┏━━

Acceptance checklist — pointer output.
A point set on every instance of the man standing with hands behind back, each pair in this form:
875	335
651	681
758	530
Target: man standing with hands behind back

┗━━
┏━━

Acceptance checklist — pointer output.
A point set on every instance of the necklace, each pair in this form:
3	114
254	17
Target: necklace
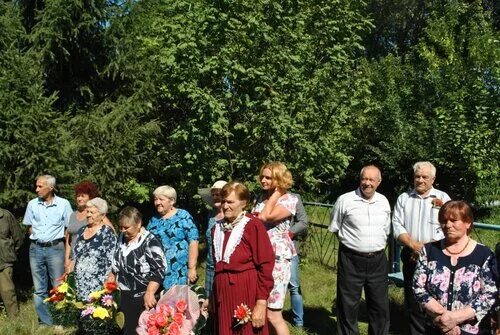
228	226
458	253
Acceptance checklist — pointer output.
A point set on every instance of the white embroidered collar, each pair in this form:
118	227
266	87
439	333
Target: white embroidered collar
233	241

┗━━
┏━━

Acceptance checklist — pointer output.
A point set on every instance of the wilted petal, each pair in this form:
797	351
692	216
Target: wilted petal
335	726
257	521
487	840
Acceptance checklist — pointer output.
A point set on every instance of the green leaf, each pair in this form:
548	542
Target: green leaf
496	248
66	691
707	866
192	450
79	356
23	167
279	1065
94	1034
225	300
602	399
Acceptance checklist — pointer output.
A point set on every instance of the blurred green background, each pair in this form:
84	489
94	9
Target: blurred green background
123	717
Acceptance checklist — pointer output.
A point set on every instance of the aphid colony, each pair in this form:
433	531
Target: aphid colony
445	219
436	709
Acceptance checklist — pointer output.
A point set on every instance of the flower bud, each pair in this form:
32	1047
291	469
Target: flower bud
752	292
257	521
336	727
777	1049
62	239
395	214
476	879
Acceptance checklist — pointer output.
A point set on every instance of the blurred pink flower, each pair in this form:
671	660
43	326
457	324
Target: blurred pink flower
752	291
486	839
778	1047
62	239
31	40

┗━━

» SHORT TASK: Determine how many lines in the material above contain the string "blurred", and reply with that number alone.

» ANSWER TO THE EXERCISE: 4